━━━━━ Data section ━━━━━

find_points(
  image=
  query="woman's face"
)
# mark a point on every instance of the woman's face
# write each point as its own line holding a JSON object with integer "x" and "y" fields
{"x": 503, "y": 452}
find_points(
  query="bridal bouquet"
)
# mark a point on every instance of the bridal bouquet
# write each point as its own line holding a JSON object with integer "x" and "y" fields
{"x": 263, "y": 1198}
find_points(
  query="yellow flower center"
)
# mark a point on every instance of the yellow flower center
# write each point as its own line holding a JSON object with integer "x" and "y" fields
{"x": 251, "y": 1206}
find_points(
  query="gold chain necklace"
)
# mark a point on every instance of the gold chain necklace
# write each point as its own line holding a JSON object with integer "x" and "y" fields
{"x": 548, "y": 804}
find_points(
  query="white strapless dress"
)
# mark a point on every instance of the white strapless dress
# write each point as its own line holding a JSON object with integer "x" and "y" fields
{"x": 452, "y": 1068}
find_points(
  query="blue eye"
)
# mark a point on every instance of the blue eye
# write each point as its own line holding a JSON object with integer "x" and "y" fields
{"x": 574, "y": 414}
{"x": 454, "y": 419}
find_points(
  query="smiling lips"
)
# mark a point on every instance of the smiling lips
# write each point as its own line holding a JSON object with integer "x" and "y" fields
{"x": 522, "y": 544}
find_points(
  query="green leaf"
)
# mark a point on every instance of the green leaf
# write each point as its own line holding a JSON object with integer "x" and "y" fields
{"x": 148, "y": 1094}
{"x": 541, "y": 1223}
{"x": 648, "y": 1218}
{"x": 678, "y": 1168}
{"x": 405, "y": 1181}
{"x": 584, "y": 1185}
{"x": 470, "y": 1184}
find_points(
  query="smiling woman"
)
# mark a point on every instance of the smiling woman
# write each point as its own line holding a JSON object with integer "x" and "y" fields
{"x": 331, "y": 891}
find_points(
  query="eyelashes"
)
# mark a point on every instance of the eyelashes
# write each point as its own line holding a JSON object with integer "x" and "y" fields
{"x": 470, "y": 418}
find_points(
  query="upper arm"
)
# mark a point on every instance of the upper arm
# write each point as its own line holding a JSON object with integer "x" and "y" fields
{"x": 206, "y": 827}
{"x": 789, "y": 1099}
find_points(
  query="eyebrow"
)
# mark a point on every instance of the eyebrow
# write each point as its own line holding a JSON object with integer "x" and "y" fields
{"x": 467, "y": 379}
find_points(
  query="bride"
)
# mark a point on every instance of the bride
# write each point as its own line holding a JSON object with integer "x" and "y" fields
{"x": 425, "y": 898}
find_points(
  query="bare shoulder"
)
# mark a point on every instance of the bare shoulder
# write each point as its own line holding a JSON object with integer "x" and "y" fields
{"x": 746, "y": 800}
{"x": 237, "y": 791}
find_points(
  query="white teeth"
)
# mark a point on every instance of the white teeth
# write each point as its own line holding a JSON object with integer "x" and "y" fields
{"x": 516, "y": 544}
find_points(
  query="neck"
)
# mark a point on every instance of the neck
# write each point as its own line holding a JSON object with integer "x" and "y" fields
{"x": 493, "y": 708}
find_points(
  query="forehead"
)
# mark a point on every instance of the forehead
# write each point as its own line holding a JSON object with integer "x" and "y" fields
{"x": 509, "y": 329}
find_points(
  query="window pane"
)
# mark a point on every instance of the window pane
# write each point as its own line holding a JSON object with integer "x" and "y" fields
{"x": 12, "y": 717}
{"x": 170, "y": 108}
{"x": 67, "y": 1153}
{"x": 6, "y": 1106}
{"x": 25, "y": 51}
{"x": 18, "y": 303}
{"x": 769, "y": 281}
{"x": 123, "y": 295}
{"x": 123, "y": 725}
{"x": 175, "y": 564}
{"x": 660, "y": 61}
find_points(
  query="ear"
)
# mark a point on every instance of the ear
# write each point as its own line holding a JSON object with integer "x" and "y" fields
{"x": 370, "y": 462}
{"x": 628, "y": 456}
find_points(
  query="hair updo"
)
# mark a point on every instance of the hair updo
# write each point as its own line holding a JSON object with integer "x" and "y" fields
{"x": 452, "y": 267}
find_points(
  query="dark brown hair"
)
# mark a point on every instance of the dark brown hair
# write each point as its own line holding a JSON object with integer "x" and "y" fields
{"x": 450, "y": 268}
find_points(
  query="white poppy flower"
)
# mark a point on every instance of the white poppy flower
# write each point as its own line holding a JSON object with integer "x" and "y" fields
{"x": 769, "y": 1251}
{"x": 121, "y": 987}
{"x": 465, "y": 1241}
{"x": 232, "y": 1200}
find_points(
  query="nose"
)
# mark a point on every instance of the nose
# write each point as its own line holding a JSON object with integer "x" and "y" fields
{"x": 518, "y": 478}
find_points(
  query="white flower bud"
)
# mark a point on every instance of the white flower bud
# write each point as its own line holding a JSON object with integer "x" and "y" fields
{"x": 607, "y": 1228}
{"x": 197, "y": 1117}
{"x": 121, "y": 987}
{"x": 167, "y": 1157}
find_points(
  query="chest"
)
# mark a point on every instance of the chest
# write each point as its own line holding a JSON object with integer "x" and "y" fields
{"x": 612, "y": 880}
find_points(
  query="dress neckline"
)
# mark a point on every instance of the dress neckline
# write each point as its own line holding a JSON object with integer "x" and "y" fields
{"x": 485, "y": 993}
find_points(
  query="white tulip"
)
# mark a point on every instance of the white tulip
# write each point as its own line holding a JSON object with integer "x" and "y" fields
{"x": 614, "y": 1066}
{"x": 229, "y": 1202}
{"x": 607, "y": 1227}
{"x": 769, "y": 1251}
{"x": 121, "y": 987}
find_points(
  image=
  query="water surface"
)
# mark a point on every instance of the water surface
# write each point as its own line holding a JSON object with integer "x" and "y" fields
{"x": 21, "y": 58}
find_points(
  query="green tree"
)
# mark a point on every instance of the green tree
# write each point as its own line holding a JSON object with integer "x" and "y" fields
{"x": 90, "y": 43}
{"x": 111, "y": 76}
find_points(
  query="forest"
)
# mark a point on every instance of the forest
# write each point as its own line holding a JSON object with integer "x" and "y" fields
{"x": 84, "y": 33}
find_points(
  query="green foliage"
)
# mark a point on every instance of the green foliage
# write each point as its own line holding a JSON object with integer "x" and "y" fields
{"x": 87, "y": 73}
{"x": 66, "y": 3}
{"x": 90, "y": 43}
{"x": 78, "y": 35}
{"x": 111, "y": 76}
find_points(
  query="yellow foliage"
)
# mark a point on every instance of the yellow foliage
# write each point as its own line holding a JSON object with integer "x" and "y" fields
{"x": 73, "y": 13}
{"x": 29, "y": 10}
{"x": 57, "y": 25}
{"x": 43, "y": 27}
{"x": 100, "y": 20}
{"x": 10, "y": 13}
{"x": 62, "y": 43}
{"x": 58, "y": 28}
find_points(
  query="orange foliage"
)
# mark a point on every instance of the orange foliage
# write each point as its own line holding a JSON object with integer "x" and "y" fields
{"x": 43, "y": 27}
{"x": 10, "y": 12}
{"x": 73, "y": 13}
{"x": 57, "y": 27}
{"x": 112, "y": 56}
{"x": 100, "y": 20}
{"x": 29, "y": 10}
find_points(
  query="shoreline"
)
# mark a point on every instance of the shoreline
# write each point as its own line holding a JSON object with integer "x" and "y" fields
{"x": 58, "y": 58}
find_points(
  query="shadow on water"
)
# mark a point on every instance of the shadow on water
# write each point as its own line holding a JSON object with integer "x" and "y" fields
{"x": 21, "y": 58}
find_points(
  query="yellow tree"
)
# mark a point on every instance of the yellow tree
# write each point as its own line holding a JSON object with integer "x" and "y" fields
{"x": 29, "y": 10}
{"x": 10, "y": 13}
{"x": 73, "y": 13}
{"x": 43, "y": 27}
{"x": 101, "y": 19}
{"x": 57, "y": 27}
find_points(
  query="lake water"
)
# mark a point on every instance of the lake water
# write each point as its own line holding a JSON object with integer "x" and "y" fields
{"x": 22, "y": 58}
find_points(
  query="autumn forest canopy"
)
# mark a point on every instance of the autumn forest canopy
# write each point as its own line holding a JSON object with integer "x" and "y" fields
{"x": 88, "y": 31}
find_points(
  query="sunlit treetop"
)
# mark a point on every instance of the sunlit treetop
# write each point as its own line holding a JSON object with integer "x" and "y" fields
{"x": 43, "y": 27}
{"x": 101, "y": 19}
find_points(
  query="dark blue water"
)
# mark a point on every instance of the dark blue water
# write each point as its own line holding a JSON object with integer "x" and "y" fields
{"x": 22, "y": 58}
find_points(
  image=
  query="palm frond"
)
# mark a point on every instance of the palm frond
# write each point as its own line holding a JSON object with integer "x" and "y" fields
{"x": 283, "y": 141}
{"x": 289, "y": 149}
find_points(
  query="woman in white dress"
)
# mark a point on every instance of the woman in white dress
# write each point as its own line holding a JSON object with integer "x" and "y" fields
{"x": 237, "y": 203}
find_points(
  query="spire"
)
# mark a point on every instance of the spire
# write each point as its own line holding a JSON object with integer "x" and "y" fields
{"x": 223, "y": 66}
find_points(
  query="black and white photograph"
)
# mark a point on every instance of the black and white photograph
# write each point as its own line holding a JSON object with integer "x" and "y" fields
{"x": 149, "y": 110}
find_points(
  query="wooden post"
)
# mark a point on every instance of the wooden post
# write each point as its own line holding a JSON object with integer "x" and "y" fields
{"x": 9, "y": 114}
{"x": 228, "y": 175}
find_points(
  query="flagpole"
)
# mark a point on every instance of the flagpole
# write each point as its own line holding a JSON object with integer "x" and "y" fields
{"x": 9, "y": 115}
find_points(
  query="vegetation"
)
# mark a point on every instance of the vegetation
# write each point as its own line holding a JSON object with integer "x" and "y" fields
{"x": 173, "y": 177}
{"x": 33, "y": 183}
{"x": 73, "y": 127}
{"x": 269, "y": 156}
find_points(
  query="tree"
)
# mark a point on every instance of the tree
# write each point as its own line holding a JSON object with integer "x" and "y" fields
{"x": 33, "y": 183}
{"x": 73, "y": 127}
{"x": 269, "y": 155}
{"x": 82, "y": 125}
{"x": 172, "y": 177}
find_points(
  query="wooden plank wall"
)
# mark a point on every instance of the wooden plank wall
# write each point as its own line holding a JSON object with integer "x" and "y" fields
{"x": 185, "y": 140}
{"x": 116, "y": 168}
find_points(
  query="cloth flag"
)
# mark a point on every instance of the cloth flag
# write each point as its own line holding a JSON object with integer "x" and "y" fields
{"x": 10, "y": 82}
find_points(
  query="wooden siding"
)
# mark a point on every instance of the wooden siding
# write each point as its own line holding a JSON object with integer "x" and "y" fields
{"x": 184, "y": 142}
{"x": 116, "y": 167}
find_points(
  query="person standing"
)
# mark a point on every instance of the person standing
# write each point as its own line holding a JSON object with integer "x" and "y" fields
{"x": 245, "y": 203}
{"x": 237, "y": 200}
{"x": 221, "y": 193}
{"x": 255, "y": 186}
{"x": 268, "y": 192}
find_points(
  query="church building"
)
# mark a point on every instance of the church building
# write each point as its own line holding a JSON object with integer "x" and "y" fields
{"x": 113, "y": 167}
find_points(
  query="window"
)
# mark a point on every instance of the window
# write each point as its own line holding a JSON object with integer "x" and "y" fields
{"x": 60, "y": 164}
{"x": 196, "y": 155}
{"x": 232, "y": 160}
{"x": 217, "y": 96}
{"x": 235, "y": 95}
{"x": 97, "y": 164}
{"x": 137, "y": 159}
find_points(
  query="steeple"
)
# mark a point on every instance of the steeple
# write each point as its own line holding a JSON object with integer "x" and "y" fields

━━━━━

▶ **Task item**: Check each line of the data above for the word "black" and copy the ones where it is found.

▶ **Reply**:
  query="black and white photograph"
# mark a point on every instance of the black and white photograph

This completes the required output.